● Work order
A faithful transcription of all lines below is the expected answer.

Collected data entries
---

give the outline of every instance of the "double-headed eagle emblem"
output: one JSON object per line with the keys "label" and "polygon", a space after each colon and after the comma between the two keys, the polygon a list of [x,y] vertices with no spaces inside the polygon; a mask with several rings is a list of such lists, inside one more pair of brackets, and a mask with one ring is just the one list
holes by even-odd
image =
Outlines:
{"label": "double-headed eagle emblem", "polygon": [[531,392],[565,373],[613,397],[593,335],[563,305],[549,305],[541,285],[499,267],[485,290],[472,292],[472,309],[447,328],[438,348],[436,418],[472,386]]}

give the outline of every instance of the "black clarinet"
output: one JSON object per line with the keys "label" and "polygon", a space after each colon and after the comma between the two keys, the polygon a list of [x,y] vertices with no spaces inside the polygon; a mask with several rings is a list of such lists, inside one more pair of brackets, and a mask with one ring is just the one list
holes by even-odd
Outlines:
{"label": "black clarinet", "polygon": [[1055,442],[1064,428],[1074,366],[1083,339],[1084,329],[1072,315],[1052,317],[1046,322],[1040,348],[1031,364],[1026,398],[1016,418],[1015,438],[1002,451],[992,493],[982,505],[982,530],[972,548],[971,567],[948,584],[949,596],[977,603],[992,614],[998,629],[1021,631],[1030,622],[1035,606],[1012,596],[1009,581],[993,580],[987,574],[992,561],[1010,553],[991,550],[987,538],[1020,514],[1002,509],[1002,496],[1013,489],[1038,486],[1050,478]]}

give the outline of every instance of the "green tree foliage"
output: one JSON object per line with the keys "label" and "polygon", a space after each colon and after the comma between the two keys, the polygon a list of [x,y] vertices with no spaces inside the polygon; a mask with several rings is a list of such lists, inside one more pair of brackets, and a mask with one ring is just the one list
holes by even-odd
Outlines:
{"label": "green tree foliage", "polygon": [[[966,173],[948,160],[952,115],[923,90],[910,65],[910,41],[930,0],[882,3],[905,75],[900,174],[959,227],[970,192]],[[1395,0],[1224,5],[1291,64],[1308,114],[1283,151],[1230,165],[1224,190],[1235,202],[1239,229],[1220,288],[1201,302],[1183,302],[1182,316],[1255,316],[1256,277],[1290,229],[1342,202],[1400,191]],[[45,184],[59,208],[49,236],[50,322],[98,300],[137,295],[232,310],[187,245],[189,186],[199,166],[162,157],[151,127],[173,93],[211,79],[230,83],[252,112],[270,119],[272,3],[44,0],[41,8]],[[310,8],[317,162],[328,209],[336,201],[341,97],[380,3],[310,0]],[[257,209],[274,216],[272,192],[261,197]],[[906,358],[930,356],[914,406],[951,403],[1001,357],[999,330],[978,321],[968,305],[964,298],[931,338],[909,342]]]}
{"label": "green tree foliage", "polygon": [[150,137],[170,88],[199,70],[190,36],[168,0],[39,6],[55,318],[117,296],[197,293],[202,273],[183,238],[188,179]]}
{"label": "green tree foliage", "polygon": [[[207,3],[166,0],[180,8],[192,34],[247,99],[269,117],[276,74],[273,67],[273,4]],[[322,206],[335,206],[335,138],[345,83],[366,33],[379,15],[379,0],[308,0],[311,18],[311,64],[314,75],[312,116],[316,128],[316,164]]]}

---

● The completed task
give the outline of every instance of the "double-headed eagle emblem"
output: one JSON object per line with the keys "label" and "polygon", a space after each colon and after the comma between the two keys, the polygon a list of [x,y] vertices with no spaces inside the polygon; a mask with several rings is a list of such lists, inside one more pair of brackets, and a mask with one ring is just the one list
holes by even-odd
image =
Outlines:
{"label": "double-headed eagle emblem", "polygon": [[531,392],[565,373],[613,397],[593,335],[563,305],[549,305],[541,285],[499,267],[485,290],[472,292],[472,309],[447,328],[438,348],[436,418],[472,386]]}

give the outline of every instance of the "black clarinet"
output: one JSON object per line with the keys "label" and "polygon", a space after each colon and after the comma between the two keys, the polygon a list of [x,y] vertices with no spaces inside the polygon; a mask with several rings is a list of such lists, inside one more pair of brackets, and a mask with one ring is just the one list
holes by even-odd
Outlines:
{"label": "black clarinet", "polygon": [[1055,442],[1064,428],[1074,366],[1083,339],[1084,329],[1072,315],[1052,317],[1046,322],[1040,348],[1031,364],[1026,398],[1016,418],[1015,438],[1002,451],[992,493],[982,505],[982,530],[972,548],[971,567],[948,584],[949,596],[977,603],[992,614],[998,629],[1021,631],[1030,622],[1035,606],[1012,596],[1009,581],[993,580],[987,574],[992,561],[1010,553],[991,550],[987,538],[1020,514],[1002,509],[1002,496],[1013,489],[1038,486],[1050,478]]}

give the outline of every instance of the "green tree foliage"
output: one JSON object per line with the keys "label" and "polygon", a space after each colon and after the comma between the two keys, the polygon a list of [x,y] vertices with no spaces inside the polygon; a mask with several rings is a list of such lists, inside one more pair of brackets, and a mask with one ring is just the one list
holes by even-odd
Outlines:
{"label": "green tree foliage", "polygon": [[[966,173],[948,160],[952,115],[923,90],[910,65],[910,41],[930,0],[882,3],[905,75],[900,174],[959,227],[970,192]],[[1395,0],[1224,5],[1291,64],[1308,114],[1283,151],[1230,165],[1224,190],[1235,202],[1239,229],[1220,288],[1201,302],[1183,302],[1182,316],[1255,316],[1256,277],[1290,229],[1342,202],[1400,191]],[[45,184],[59,208],[49,236],[50,322],[98,300],[137,295],[232,310],[187,245],[189,186],[199,166],[162,157],[151,127],[173,93],[211,79],[230,83],[252,112],[270,119],[272,3],[44,0],[41,8]],[[310,8],[317,162],[328,209],[336,201],[341,97],[380,3],[310,0]],[[257,209],[274,216],[272,192],[261,197]],[[906,358],[930,356],[914,406],[951,403],[1001,357],[999,330],[978,321],[968,305],[964,298],[931,338],[909,342]]]}
{"label": "green tree foliage", "polygon": [[150,137],[170,88],[199,70],[190,36],[168,0],[39,6],[55,318],[117,296],[197,293],[202,273],[183,238],[188,179]]}
{"label": "green tree foliage", "polygon": [[[207,3],[166,0],[180,8],[192,34],[247,99],[269,117],[276,74],[273,67],[273,4]],[[322,206],[335,206],[335,138],[345,83],[366,33],[379,15],[379,0],[308,0],[311,18],[311,64],[314,75],[312,116],[316,128],[316,164]]]}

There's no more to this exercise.